Objective => Can you render the entries below as a Markdown table with two columns, No. and Entry, giving each non-blank line its own numbered row and skipping any blank lines?
─── Data shown ───
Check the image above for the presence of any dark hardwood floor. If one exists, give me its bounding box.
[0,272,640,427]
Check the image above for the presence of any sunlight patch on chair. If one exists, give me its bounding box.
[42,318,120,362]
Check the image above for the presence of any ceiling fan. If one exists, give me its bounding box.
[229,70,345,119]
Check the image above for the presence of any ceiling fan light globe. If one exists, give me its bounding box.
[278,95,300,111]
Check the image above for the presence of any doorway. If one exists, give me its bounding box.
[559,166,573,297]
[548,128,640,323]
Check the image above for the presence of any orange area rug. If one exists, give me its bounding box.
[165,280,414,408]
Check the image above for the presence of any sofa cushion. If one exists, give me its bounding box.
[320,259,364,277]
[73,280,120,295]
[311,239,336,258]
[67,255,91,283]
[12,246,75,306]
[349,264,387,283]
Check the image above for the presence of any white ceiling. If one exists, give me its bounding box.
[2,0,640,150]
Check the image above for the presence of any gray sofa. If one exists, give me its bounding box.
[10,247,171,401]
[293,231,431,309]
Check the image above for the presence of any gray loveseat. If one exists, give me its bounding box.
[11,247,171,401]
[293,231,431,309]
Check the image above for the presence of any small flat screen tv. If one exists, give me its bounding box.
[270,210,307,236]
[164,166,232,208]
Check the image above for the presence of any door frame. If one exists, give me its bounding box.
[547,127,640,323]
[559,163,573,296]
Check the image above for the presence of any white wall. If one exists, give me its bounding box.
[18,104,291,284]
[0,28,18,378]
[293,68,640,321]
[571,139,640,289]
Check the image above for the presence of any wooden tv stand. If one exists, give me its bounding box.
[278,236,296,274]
───
Response below =>
| No. | Entry |
|---|---|
| 1 | Check the image above for the presence of any dark hardwood floor. If one exists, give me its bounding box. |
| 2 | [0,272,640,427] |
| 3 | Check the image above for the presence of any sunlight patch on chair. If one exists, give me its bounding box. |
| 4 | [42,318,120,362] |
| 5 | Check the image above for the presence of any ceiling fan. If one exists, give me its bounding box. |
| 6 | [229,70,345,119] |
| 7 | Check the image above for the presence of any ceiling fan light globe. If one exists, give me its bounding box. |
| 8 | [278,95,300,111] |
| 9 | Check the image above for the presence of any doorway. If one exists, give me its bounding box. |
| 10 | [559,166,573,297] |
| 11 | [548,128,640,323] |
| 12 | Check the image above for the presence of any orange area rug. If one exists, give me its bounding box. |
| 13 | [165,280,414,408] |
| 14 | Check the image above for the presence of any sofa cushion. If one exists, give me its bounding box. |
| 15 | [320,259,364,277] |
| 16 | [73,280,120,295] |
| 17 | [311,239,336,258] |
| 18 | [67,255,91,283] |
| 19 | [12,246,75,306] |
| 20 | [349,264,387,283] |
| 21 | Check the image above for the presence of any white ceiling. If one exists, give me its bounding box. |
| 22 | [2,0,640,150] |
| 23 | Check the image above for the presence of any gray sofa. If one exists, give me its bounding box. |
| 24 | [10,247,171,401] |
| 25 | [293,231,431,309] |
| 26 | Check the image above for the presence of any gray loveseat. If one exists, give me its bounding box. |
| 27 | [11,247,171,401] |
| 28 | [293,231,431,309] |
| 29 | Check the image above for the presence of any small flat screen tv. If one exists, give me its bounding box. |
| 30 | [270,210,307,236] |
| 31 | [164,166,232,208] |
| 32 | Check the image above for the presence of any door frame. If one exists, give me its bounding box. |
| 33 | [547,127,640,323] |
| 34 | [559,163,573,296] |
| 35 | Check the image above for the presence of any white wall. If one exists, give me its bounding box. |
| 36 | [18,104,291,284] |
| 37 | [0,28,18,378] |
| 38 | [293,68,640,321] |
| 39 | [571,139,640,289] |
| 40 | Check the image above for the presence of any wooden tv stand. If one exists, give me its bounding box. |
| 41 | [278,236,296,274] |